## 练习任务
下文关于第二院组成的文本片段提到一种由第一院选出的第二院，请列出文本对这种议院预期的全部结果，每项摘录原文措辞。

## 文本片段

★ ★ ★ ★

此处所提倡的组成上院的方式,看来不仅实质上是最好
的,而且是能够在最大程度上得到历史上的先例和实际上的
辉煌成功的支持的。然而它不是可能提出的唯一可行的方案。
组成第二院的另一可能的方式就是由第一院选出,期限制条
件是他们不得提名他们自己的成员。这样一个议院,和美国
上院一样根源于人民的选择,仅仅是隔了一层,将不会被认
为和民主制度相抵触,并且大概会取得相当大的群众影响。鉴
于它的提名方式,它将特别不致引起人民议院的嫉妒,或同
它发生敌对的冲突。此外(由于对少数的代表权作了适当规
定),它几乎肯定会组织得很好,并包括有许多有高度能力的
人,这些人或者出于偶然,或者由于缺乏炫耀的能力,一直
不愿寻求,或者不能得到选民大众的选票。
第二院的最好的组成应该是包括最大数目的不受多数的
阶级利益和偏见束缚而他们自己又毫不冒犯民主感情的人。

★ ★ ★ ★

## 源数据
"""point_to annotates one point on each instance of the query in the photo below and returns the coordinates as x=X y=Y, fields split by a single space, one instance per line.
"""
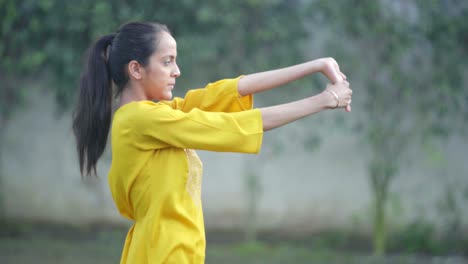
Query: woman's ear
x=135 y=70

★ ★ ★ ★

## 结果
- 将不会被认为和民主制度相抵触
- 大概会取得相当大的群众影响
- 特别不致引起人民议院的嫉妒，或同它发生敌对的冲突
- 几乎肯定会组织得很好
- 包括有许多有高度能力的人